## [Listed entries]
┌──
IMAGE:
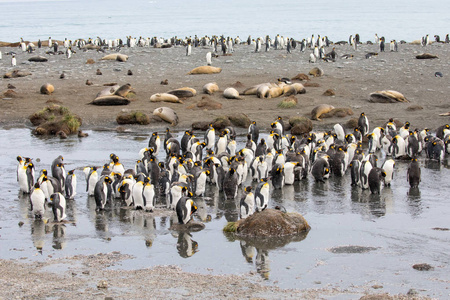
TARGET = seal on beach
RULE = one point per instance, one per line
(232, 93)
(320, 110)
(210, 88)
(204, 70)
(167, 114)
(47, 89)
(165, 97)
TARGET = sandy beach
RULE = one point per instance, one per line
(351, 79)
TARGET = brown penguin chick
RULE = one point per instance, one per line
(82, 134)
(62, 135)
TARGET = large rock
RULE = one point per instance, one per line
(240, 120)
(271, 223)
(300, 125)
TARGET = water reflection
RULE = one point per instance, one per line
(186, 246)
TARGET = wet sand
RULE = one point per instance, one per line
(353, 80)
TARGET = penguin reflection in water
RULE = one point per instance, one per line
(185, 208)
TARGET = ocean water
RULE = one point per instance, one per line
(395, 19)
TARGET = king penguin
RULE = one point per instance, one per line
(71, 185)
(58, 206)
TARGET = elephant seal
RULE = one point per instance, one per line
(111, 100)
(123, 90)
(210, 88)
(181, 93)
(232, 93)
(165, 97)
(47, 89)
(205, 70)
(38, 59)
(387, 96)
(316, 72)
(167, 114)
(320, 110)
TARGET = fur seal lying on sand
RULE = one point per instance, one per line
(160, 97)
(205, 70)
(320, 110)
(387, 96)
(210, 88)
(167, 114)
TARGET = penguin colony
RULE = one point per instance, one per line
(264, 163)
(316, 45)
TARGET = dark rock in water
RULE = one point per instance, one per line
(38, 59)
(329, 92)
(300, 125)
(272, 223)
(352, 249)
(16, 74)
(426, 56)
(110, 101)
(190, 226)
(240, 120)
(422, 267)
(181, 93)
(133, 118)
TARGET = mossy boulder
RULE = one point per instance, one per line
(136, 117)
(240, 120)
(270, 223)
(221, 122)
(55, 118)
(300, 125)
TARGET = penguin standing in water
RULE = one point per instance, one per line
(277, 176)
(388, 167)
(413, 175)
(91, 180)
(375, 176)
(185, 208)
(58, 206)
(102, 192)
(363, 124)
(230, 183)
(37, 200)
(148, 195)
(262, 194)
(71, 185)
(247, 204)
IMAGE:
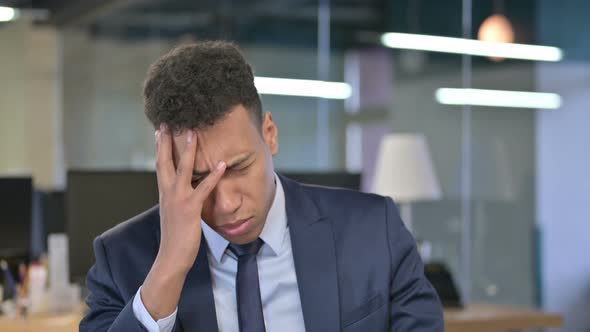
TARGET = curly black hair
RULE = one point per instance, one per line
(193, 86)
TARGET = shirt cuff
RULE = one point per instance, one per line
(141, 313)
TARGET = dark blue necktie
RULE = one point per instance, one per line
(250, 315)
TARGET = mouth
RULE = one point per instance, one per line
(237, 228)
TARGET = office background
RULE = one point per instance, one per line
(513, 220)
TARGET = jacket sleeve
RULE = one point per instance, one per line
(414, 303)
(107, 308)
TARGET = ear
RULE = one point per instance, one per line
(270, 133)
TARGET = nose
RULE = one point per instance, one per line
(227, 199)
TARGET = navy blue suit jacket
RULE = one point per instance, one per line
(357, 268)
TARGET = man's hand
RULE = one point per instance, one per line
(180, 222)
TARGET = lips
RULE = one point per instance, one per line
(237, 228)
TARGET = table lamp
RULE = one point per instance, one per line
(404, 172)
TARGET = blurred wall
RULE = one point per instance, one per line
(104, 122)
(563, 163)
(30, 103)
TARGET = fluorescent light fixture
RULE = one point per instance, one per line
(498, 98)
(303, 88)
(471, 47)
(8, 14)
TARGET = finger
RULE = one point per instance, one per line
(164, 163)
(187, 159)
(202, 191)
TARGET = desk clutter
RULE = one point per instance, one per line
(39, 287)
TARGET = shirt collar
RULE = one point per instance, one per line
(272, 233)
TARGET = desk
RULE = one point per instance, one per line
(487, 317)
(474, 318)
(45, 323)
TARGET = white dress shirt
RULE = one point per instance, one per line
(281, 304)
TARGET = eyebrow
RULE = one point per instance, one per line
(233, 163)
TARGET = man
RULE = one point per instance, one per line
(232, 246)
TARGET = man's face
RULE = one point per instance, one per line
(237, 207)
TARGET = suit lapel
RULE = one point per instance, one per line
(314, 253)
(196, 309)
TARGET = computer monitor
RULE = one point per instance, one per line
(327, 179)
(16, 195)
(97, 201)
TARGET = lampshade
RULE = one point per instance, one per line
(404, 169)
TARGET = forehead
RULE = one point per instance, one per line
(232, 136)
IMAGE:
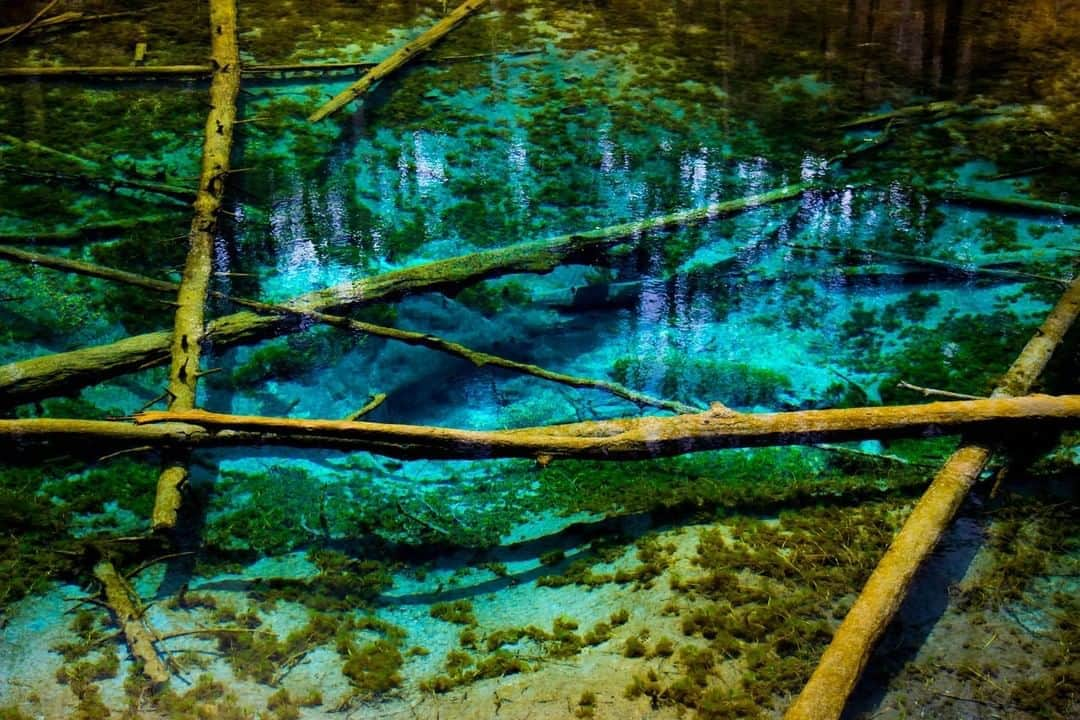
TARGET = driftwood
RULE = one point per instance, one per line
(120, 598)
(72, 17)
(1010, 204)
(190, 325)
(19, 29)
(63, 372)
(369, 406)
(97, 173)
(628, 438)
(400, 58)
(203, 71)
(84, 233)
(108, 184)
(933, 111)
(420, 339)
(957, 268)
(844, 661)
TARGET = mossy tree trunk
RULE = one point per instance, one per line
(626, 438)
(847, 655)
(399, 59)
(189, 328)
(65, 372)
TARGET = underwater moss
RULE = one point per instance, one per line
(459, 612)
(372, 668)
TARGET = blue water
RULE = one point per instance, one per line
(617, 112)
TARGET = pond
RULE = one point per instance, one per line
(570, 214)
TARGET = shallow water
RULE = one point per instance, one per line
(903, 259)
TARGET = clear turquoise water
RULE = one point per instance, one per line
(624, 111)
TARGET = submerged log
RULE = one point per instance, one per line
(934, 111)
(120, 598)
(400, 58)
(190, 325)
(626, 438)
(84, 233)
(19, 29)
(68, 371)
(204, 71)
(1009, 204)
(844, 661)
(71, 17)
(855, 255)
(419, 339)
(96, 173)
(108, 184)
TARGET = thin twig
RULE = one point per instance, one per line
(29, 23)
(928, 392)
(154, 561)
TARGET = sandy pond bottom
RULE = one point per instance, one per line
(690, 621)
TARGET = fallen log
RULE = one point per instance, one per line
(108, 184)
(936, 110)
(190, 325)
(204, 71)
(400, 58)
(102, 174)
(844, 661)
(418, 339)
(1009, 204)
(19, 29)
(135, 71)
(69, 371)
(957, 268)
(85, 232)
(71, 17)
(120, 598)
(626, 438)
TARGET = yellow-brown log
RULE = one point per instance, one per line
(119, 597)
(625, 438)
(399, 59)
(844, 661)
(189, 327)
(62, 372)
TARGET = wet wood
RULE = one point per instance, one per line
(65, 372)
(399, 59)
(71, 17)
(372, 405)
(927, 111)
(1010, 204)
(204, 71)
(85, 232)
(19, 29)
(842, 663)
(189, 329)
(91, 71)
(625, 438)
(107, 184)
(966, 270)
(418, 339)
(120, 598)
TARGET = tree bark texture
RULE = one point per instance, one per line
(120, 598)
(626, 438)
(189, 328)
(69, 371)
(399, 59)
(844, 661)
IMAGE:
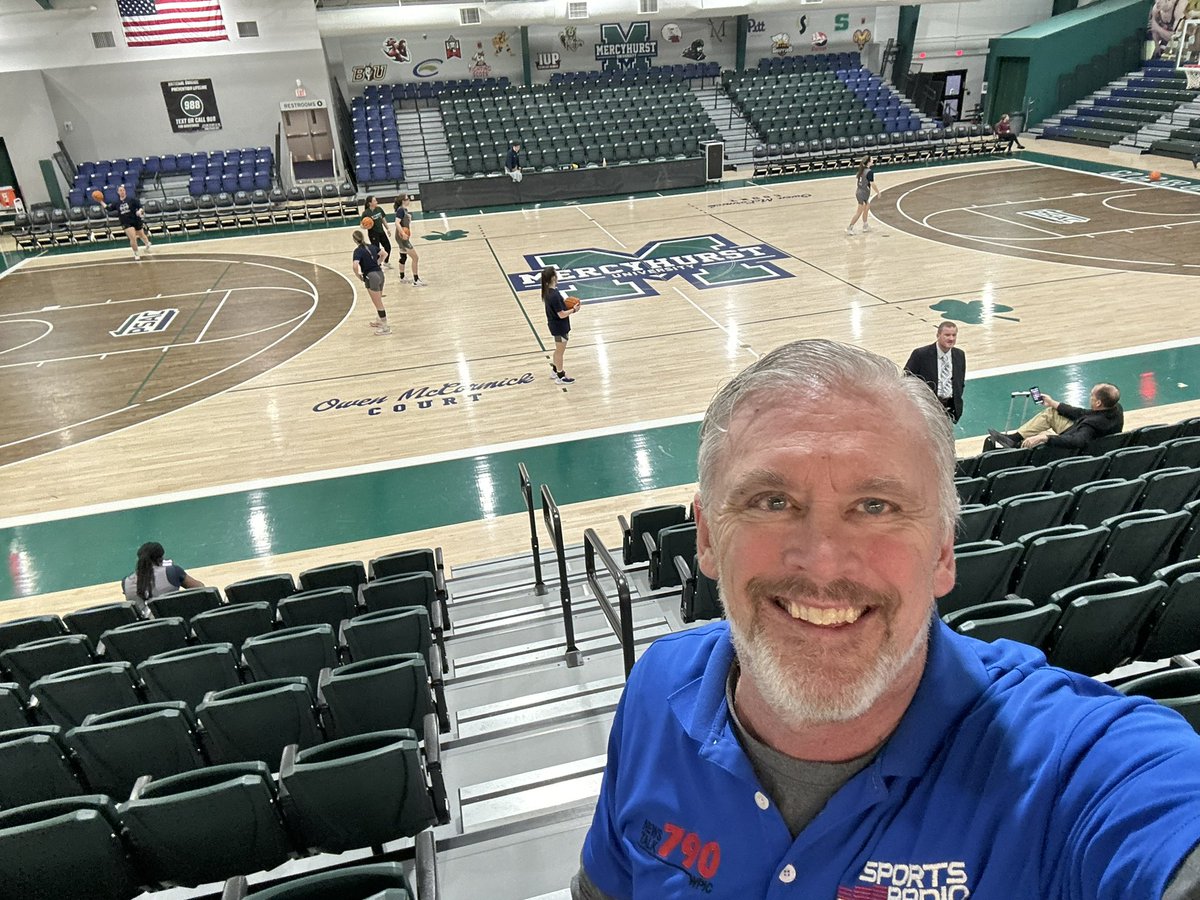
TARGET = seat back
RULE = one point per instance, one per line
(35, 767)
(1053, 562)
(1098, 633)
(1031, 627)
(96, 621)
(257, 720)
(397, 592)
(1098, 501)
(403, 563)
(328, 606)
(270, 588)
(1030, 513)
(370, 881)
(115, 749)
(352, 575)
(234, 623)
(378, 694)
(335, 792)
(30, 628)
(1175, 625)
(299, 651)
(1139, 546)
(983, 575)
(184, 604)
(673, 541)
(29, 661)
(1177, 689)
(207, 826)
(651, 520)
(137, 642)
(383, 634)
(66, 849)
(71, 696)
(189, 673)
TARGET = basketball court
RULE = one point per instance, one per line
(247, 364)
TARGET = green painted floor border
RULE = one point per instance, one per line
(67, 553)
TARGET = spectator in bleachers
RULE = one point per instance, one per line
(1005, 132)
(513, 162)
(834, 737)
(1062, 425)
(129, 211)
(405, 240)
(367, 268)
(378, 232)
(155, 576)
(864, 184)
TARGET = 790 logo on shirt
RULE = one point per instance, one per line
(684, 850)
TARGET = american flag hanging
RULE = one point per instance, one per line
(154, 23)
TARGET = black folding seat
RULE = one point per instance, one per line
(118, 748)
(1098, 633)
(185, 604)
(331, 792)
(35, 659)
(71, 847)
(207, 826)
(1139, 543)
(1176, 689)
(983, 575)
(190, 673)
(35, 766)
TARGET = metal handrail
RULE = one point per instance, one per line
(555, 523)
(622, 618)
(527, 492)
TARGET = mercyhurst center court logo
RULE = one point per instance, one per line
(707, 261)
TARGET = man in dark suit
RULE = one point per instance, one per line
(943, 367)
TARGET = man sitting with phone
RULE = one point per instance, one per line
(1062, 425)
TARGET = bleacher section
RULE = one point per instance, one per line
(1137, 111)
(613, 120)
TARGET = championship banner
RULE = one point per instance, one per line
(191, 105)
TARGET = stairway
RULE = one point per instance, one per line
(739, 138)
(423, 141)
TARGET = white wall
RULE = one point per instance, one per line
(28, 129)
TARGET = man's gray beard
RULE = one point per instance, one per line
(798, 699)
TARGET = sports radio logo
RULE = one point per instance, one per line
(909, 881)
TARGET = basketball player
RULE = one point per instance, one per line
(405, 240)
(366, 267)
(129, 210)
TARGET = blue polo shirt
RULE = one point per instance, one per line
(1006, 780)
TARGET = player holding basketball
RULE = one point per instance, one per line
(864, 184)
(366, 267)
(129, 211)
(558, 319)
(405, 240)
(378, 233)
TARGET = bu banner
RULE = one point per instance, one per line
(191, 105)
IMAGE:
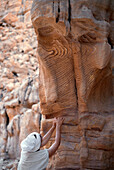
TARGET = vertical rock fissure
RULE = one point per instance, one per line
(69, 13)
(7, 119)
(58, 15)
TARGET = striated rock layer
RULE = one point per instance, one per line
(75, 47)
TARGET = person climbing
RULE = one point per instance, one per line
(32, 156)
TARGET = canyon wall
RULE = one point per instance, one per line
(75, 47)
(19, 72)
(70, 76)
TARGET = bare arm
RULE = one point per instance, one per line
(56, 144)
(47, 136)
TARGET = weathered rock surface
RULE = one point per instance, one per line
(72, 77)
(75, 44)
(19, 98)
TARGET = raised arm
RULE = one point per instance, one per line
(56, 144)
(47, 136)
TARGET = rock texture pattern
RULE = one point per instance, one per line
(75, 47)
(19, 98)
(71, 76)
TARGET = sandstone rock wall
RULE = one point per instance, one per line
(19, 98)
(71, 77)
(75, 47)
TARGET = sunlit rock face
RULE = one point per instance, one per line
(75, 44)
(19, 100)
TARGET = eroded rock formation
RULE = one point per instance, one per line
(75, 79)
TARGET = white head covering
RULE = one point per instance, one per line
(31, 143)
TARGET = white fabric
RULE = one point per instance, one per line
(33, 160)
(31, 143)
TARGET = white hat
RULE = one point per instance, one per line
(31, 143)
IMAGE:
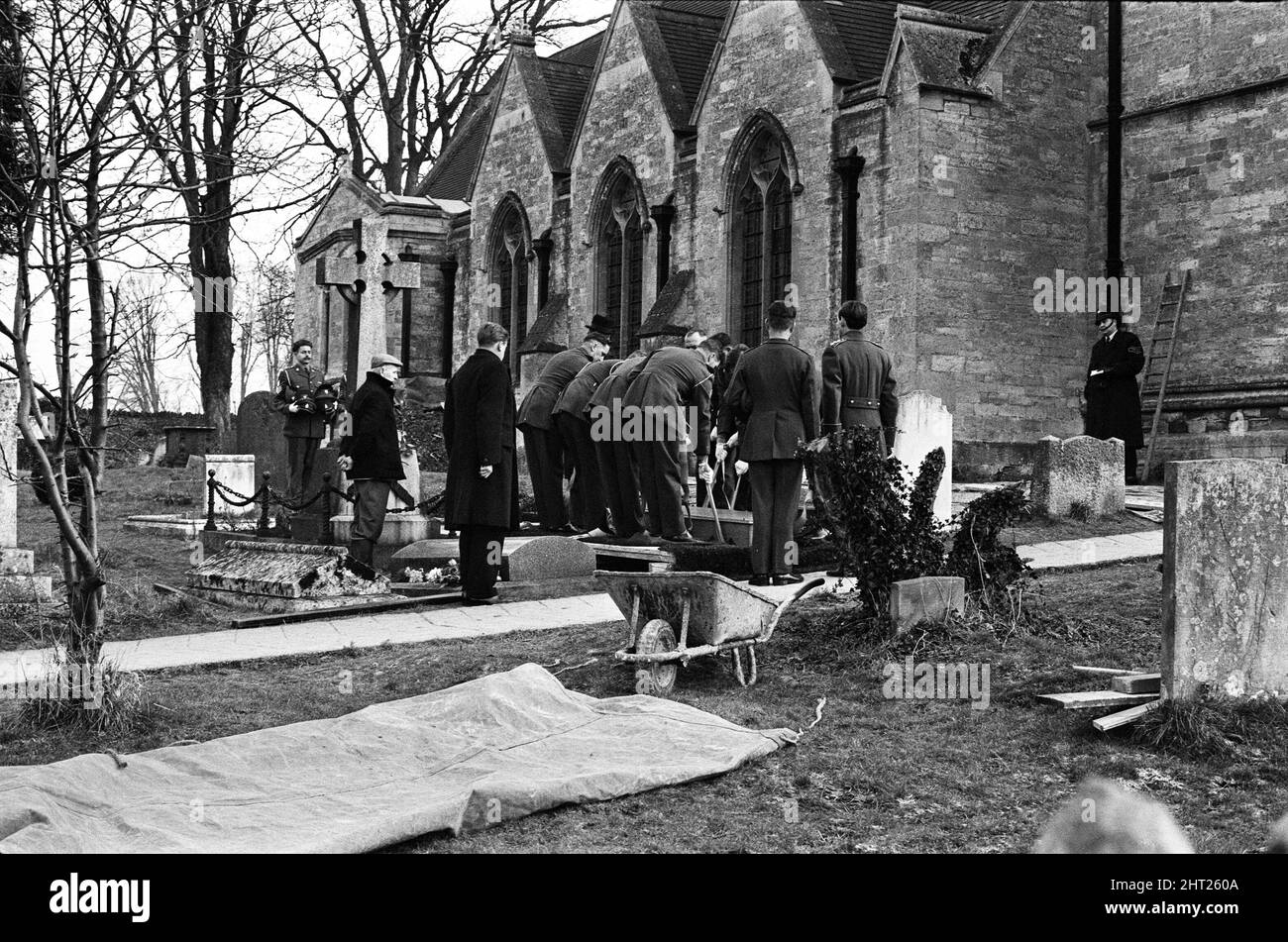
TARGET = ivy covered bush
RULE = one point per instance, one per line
(883, 529)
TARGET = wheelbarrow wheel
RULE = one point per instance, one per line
(656, 679)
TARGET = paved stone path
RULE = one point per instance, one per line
(442, 623)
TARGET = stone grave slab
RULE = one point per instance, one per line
(284, 576)
(927, 598)
(923, 426)
(1078, 476)
(552, 558)
(1225, 577)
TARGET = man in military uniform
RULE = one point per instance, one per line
(858, 389)
(1113, 396)
(653, 416)
(305, 425)
(587, 504)
(541, 442)
(774, 392)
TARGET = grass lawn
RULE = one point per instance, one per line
(872, 775)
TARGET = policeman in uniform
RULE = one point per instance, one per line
(305, 425)
(774, 391)
(858, 389)
(541, 442)
(1113, 396)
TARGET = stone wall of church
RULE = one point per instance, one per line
(514, 161)
(1003, 201)
(625, 119)
(771, 62)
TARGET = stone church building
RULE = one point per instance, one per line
(698, 158)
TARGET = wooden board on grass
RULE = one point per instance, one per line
(1125, 717)
(1094, 699)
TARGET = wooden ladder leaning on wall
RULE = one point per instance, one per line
(1158, 361)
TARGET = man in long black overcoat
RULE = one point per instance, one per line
(1113, 396)
(482, 498)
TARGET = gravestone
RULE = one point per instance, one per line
(923, 426)
(552, 558)
(235, 471)
(284, 576)
(926, 598)
(259, 433)
(1080, 476)
(1225, 577)
(17, 567)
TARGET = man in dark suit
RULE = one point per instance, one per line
(370, 455)
(774, 392)
(482, 498)
(618, 473)
(541, 442)
(858, 389)
(1113, 396)
(673, 381)
(587, 504)
(305, 425)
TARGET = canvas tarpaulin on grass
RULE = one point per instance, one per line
(488, 751)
└──
## [Goal of the exercise]
Above are the records. Print exactly, and only, the lines from the line with "TARGET = fur seal lying on sand" to the line with "TARGET = dark rock in water", both inclusive.

## [Exercise result]
TARGET = fur seal lying on sand
RULE = one point per instance, one per line
(160, 97)
(205, 70)
(320, 110)
(387, 96)
(210, 88)
(167, 114)
TARGET = penguin colony
RULE = one point per instance, one per line
(264, 163)
(316, 45)
TARGET = dark rock in water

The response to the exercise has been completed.